▶ **Goal**: Count the lines in the records below that contain the string "left", treating uppercase and lowercase letters as different. Reply with the number alone.

▶ **Entries provided**:
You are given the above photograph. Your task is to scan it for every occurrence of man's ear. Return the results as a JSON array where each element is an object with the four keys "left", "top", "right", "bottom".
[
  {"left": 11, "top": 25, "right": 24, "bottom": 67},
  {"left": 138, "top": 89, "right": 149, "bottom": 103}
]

▶ **Complete answer**: 3